» **Task goal**
Put the entries below into a numbered list, leaving out blank lines, from the line containing "Find the clear" through the end of the entries. Include only those lines.

» **Data section**
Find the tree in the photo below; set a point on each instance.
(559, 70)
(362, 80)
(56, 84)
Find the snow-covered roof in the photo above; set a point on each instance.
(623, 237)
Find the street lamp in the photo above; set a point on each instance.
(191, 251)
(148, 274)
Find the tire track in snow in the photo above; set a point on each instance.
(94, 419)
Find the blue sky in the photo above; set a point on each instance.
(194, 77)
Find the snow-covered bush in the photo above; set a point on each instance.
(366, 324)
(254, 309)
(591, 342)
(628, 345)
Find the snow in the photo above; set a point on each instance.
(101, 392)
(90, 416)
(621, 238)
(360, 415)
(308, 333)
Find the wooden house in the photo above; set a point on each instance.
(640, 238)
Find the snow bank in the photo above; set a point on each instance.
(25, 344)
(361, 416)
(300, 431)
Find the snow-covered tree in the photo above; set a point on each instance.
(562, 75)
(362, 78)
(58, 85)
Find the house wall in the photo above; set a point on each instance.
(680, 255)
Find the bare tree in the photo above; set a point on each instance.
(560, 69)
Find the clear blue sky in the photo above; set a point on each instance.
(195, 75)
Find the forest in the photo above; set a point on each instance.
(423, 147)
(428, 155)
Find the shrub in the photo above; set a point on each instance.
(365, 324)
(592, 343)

» **Answer to this exercise**
1. Find the clear blue sky in the photo above; set a point on each instance.
2. (195, 75)
3. Find the forest in the photo above; set a point on each instance.
4. (423, 147)
5. (428, 155)
6. Find the shrub in the photo above; set a point on each instance.
7. (365, 324)
8. (592, 343)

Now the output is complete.